Task to complete:
Copy everything from the line containing "Q: Point to the carved" down to the line containing "x=271, y=259", swapping "wooden" for "oak" and leaving all else unchanged.

— start Extracted records —

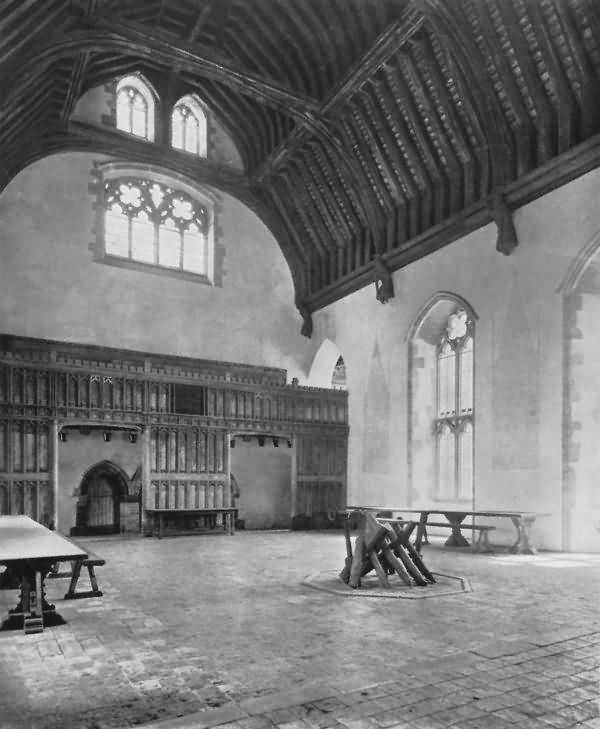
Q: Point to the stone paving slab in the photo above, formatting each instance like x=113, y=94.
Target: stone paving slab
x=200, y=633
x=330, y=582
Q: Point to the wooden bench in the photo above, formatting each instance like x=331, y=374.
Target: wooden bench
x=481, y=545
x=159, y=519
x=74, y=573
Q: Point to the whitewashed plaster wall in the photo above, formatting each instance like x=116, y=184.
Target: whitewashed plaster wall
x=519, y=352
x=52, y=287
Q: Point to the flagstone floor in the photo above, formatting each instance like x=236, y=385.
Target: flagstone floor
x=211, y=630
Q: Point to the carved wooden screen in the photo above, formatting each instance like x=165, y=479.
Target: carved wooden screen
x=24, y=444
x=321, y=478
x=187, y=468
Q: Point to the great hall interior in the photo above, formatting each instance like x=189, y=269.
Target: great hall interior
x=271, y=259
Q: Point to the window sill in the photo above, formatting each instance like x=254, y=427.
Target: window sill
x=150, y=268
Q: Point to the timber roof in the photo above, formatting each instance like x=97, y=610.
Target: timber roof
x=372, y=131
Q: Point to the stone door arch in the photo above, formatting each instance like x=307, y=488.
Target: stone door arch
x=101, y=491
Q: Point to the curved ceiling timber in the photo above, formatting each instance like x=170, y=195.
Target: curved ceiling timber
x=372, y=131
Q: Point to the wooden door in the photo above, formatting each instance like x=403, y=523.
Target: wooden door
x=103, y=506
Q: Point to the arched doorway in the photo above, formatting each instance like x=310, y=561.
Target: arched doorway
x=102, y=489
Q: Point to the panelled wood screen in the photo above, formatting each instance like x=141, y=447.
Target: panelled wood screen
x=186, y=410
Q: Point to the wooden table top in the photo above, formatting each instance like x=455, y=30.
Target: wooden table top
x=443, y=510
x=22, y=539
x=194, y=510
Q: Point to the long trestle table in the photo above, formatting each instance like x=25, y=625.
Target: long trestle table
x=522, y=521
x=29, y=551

— end Extracted records —
— start Extracted records —

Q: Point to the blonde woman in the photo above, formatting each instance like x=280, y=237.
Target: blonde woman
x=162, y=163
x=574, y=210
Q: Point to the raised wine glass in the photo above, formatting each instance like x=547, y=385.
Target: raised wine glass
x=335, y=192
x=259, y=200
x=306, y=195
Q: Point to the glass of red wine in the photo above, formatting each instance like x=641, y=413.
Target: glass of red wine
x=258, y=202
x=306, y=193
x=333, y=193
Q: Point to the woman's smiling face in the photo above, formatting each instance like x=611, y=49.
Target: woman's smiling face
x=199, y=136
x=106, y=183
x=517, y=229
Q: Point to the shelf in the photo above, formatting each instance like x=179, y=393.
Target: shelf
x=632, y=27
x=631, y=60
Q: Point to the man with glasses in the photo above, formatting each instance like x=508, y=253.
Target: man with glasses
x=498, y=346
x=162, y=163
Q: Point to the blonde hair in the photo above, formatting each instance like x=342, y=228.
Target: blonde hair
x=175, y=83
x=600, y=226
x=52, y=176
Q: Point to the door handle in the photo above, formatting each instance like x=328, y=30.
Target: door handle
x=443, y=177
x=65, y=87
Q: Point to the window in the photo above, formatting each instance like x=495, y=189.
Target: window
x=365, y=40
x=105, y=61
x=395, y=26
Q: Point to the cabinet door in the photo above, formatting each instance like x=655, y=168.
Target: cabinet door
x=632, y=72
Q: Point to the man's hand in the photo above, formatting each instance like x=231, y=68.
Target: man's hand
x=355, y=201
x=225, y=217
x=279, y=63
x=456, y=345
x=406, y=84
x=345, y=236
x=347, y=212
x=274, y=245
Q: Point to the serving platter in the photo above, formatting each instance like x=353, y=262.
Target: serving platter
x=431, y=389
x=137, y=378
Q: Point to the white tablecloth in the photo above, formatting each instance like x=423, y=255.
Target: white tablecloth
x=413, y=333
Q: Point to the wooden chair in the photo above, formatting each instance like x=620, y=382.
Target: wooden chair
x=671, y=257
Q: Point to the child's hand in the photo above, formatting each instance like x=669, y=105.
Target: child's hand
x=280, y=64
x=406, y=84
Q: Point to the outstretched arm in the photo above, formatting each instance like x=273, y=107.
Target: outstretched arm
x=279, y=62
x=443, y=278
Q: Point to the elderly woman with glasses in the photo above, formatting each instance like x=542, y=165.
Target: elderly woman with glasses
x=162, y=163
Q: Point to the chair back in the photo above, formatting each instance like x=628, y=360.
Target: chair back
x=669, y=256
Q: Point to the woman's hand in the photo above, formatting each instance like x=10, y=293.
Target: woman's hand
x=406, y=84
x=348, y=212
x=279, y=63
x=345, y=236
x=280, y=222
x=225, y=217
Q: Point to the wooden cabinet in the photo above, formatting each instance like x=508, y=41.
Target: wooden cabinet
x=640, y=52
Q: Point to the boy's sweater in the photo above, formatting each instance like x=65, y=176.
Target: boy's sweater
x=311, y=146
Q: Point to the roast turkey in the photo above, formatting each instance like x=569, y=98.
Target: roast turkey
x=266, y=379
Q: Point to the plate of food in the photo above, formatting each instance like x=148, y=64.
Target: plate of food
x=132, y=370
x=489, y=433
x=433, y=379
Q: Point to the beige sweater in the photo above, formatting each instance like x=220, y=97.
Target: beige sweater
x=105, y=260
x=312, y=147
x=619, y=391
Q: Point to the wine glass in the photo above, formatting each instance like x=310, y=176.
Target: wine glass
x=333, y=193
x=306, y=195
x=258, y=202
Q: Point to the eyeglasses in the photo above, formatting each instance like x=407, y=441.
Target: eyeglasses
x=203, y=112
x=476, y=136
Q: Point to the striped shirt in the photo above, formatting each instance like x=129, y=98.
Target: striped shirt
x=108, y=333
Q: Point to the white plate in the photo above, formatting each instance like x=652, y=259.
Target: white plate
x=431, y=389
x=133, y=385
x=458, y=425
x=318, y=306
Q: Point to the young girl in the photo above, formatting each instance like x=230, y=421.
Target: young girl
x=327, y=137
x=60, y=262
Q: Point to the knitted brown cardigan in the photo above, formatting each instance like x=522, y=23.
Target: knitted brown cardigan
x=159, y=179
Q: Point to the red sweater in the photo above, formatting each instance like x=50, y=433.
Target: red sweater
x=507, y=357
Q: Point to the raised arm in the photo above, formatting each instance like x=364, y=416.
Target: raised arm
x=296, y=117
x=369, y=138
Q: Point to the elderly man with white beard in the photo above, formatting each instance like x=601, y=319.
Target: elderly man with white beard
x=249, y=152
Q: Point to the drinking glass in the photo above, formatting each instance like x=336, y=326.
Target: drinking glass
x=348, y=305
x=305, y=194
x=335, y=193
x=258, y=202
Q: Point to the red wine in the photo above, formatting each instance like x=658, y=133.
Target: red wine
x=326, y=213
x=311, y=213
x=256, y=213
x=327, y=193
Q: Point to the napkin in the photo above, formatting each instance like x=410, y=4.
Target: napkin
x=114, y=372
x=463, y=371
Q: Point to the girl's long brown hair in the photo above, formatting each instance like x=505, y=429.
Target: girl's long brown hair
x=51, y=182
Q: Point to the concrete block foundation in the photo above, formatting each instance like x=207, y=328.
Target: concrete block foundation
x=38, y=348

— end Extracted records —

Exercise result:
Q: Point to the carved oak screen in the photo above, formatting each instance like x=165, y=479.
Target: carved oak screen
x=24, y=444
x=321, y=478
x=187, y=468
Q: Point to the great hall interior in the photo above, formatting each instance like x=189, y=269.
Target: great hall interior
x=271, y=259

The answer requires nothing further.